**Exercise aim**. Copy out all of the entries below without any change.

Start of Block

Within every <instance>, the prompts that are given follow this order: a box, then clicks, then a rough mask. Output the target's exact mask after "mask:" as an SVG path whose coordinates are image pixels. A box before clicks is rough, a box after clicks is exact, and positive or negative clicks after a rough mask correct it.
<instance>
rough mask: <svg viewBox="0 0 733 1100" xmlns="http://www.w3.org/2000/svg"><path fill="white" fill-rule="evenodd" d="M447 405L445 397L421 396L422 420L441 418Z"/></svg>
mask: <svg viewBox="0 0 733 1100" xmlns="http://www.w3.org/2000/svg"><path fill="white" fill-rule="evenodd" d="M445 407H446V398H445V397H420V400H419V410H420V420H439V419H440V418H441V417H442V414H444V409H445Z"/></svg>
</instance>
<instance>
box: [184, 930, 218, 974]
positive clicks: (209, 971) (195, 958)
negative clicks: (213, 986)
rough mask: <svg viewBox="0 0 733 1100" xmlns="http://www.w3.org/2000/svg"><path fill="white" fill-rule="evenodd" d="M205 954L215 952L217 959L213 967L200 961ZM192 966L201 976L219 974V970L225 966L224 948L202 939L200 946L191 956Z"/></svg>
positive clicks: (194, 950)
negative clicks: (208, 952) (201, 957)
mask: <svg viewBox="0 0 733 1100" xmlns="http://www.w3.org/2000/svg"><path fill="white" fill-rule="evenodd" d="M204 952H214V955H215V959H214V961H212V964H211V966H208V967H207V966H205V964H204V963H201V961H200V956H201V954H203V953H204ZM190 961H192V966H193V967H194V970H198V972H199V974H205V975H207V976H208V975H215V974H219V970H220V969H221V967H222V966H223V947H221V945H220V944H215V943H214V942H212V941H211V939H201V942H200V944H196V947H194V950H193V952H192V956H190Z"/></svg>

End of Block

**Response**.
Within every <instance>, the prompts that are given follow this order: a box, then clicks, then a rough mask. Output the target's exact mask after "mask:" as an SVG path whose coordinates are image pixels. A box before clicks is rough, a box after clicks is exact, and positive or negative clicks after a rough mask correct it.
<instance>
rough mask: <svg viewBox="0 0 733 1100" xmlns="http://www.w3.org/2000/svg"><path fill="white" fill-rule="evenodd" d="M447 405L445 397L421 396L422 420L441 418Z"/></svg>
mask: <svg viewBox="0 0 733 1100" xmlns="http://www.w3.org/2000/svg"><path fill="white" fill-rule="evenodd" d="M445 407H446V398H445V397H420V400H419V410H420V420H439V419H440V418H441V417H442V414H444V409H445Z"/></svg>
</instance>
<instance>
box: [184, 930, 218, 974]
positive clicks: (209, 971) (195, 958)
negative clicks: (213, 986)
rough mask: <svg viewBox="0 0 733 1100" xmlns="http://www.w3.org/2000/svg"><path fill="white" fill-rule="evenodd" d="M205 954L215 952L217 959L213 967L200 961ZM192 966L201 976L219 974V970L225 966L224 948L202 939L200 946L191 956Z"/></svg>
positive clicks: (194, 950)
negative clicks: (208, 952) (201, 957)
mask: <svg viewBox="0 0 733 1100" xmlns="http://www.w3.org/2000/svg"><path fill="white" fill-rule="evenodd" d="M204 952H214V955H215V959H214V961H212V964H211V966H208V967H207V966H205V964H204V963H201V961H200V956H201V954H203V953H204ZM190 961H192V966H193V967H194V970H198V972H199V974H205V975H207V976H208V975H215V974H219V970H220V969H221V967H222V966H223V947H221V945H220V944H215V943H214V942H212V941H211V939H201V942H200V944H196V947H194V950H193V952H192V956H190Z"/></svg>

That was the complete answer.